=== Section Start ===

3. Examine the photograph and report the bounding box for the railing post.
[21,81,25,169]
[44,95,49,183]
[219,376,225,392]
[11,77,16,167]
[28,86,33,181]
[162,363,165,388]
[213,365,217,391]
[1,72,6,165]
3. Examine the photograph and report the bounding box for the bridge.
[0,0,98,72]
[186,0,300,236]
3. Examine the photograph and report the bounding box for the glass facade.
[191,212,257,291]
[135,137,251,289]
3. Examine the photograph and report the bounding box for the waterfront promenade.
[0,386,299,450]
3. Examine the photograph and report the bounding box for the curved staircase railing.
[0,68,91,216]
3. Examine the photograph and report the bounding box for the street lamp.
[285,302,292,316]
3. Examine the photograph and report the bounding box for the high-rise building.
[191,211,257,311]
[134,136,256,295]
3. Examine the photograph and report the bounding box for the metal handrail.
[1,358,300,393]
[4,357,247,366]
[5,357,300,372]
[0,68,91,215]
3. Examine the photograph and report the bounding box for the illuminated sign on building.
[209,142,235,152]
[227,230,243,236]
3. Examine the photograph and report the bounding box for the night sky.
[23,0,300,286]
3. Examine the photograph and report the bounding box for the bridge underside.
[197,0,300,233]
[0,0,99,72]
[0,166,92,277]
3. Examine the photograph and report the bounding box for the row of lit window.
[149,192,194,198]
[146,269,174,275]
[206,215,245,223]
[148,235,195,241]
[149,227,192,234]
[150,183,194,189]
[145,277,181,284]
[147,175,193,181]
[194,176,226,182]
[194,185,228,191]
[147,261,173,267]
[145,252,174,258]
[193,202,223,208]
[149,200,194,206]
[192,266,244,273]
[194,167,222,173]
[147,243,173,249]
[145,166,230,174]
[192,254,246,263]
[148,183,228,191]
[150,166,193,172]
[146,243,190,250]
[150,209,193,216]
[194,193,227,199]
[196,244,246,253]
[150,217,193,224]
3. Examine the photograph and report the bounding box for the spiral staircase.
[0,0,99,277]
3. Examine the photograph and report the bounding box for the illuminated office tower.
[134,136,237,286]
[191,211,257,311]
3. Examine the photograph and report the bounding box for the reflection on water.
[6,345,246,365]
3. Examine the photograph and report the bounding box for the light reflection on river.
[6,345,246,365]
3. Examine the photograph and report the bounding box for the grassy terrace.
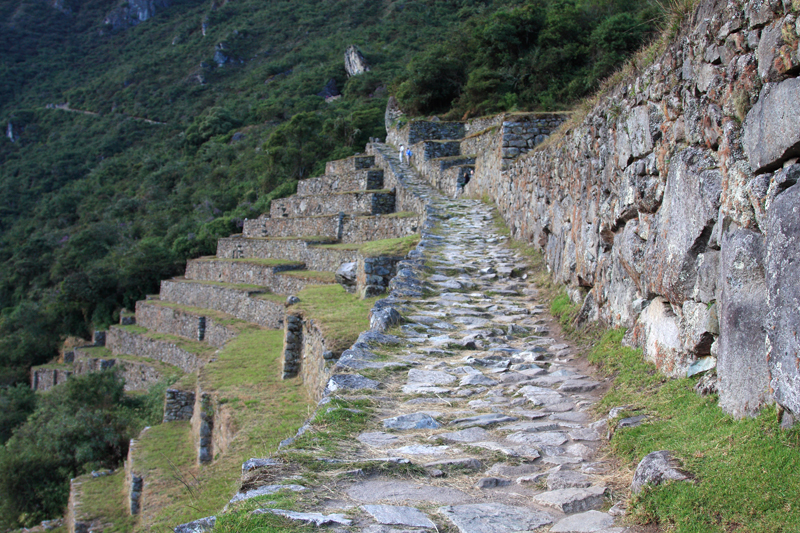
[132,328,311,532]
[116,325,218,360]
[314,234,421,258]
[278,270,336,283]
[141,300,259,331]
[77,472,137,533]
[169,279,287,304]
[293,285,377,353]
[488,199,800,533]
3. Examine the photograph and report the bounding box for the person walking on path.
[399,144,406,164]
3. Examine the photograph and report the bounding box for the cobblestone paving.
[219,148,630,533]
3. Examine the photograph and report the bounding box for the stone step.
[216,236,360,272]
[134,300,241,347]
[296,169,384,196]
[158,279,286,329]
[106,325,212,373]
[241,212,421,242]
[325,154,375,175]
[270,190,395,218]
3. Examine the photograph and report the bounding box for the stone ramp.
[214,155,628,532]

=== Section End ===

Restate the entries verbatim and exclude any pictures.

Exercise response:
3. Examine the photograph and report the bounding box for the railing post.
[21,81,25,169]
[44,95,49,183]
[219,376,225,392]
[11,77,16,167]
[28,86,33,181]
[162,363,165,388]
[213,365,217,391]
[1,72,6,165]
3. Examine the photograph and report the bounding box for the bridge.
[0,0,98,72]
[186,0,300,236]
3. Examine the photograph and report the bounding box for the glass facade.
[191,212,257,291]
[135,137,251,289]
3. Examine the photograph and report the bounding box for the waterfront promenade.
[0,386,299,450]
3. Examine the photograph and report the bounding box for the curved staircase railing.
[0,68,91,216]
3. Examine the photograph and report the bounding box for the street lamp.
[285,302,292,316]
3. Examine the photograph and report the bounding box for the high-rise building.
[191,211,257,311]
[134,136,256,295]
3. Examine the photograph and report the bounding box for the metal handrail.
[1,358,300,393]
[4,357,247,366]
[5,357,300,372]
[0,68,91,215]
3. Examine the photograph and report the bounding box for the illuminated sign on building.
[209,142,235,152]
[227,230,243,236]
3. Examine the photograph and report the bounding box for the night sky.
[23,0,300,286]
3. Examine the photograph and report the bounding box for the bridge underside.
[197,0,300,233]
[0,0,99,72]
[0,166,92,277]
3. Examine the photograph and report the bounding box for the row of lit window.
[149,192,194,198]
[146,269,174,275]
[206,215,245,223]
[148,235,195,241]
[149,227,192,234]
[150,183,194,189]
[145,277,181,284]
[147,175,193,181]
[194,176,226,182]
[194,185,228,191]
[147,261,173,267]
[145,252,174,258]
[193,202,223,208]
[149,200,194,206]
[192,266,244,273]
[194,167,222,173]
[147,243,173,249]
[145,166,230,174]
[192,254,246,263]
[148,183,228,191]
[150,166,193,172]
[146,243,190,250]
[150,209,193,216]
[194,193,227,199]
[196,244,246,253]
[150,217,193,224]
3. Examine the photograph and report the bounding box for the spiral staircase.
[0,0,99,277]
3. Examine the photograph and report the bounding box for the illuminated office tower.
[134,136,237,286]
[191,211,257,311]
3. Examine the photograph and report the bounding box for the reflection on water.
[6,345,246,365]
3. Examine the photograph and report the bounding box for the light reflection on river.
[6,345,246,365]
3. Examine the photograph and report the bounding box for the grassy terrace.
[132,328,311,532]
[116,325,218,360]
[314,234,421,258]
[278,270,336,283]
[141,300,259,331]
[77,472,137,533]
[169,279,287,304]
[293,285,377,353]
[488,199,800,533]
3. Examine the photograph and report the bounding box for the person walking on path.
[399,144,406,164]
3. Examine the photograph and report the bounding box for the cobblestone paving.
[219,148,630,533]
3. Examine the photograph and report the bounding box for the stone step.
[216,236,360,272]
[134,300,241,347]
[296,169,384,196]
[158,279,286,329]
[106,325,212,373]
[241,212,421,242]
[325,154,375,175]
[270,190,395,218]
3. Examine the photograph and report the bounding box for the stone ramp.
[214,155,628,532]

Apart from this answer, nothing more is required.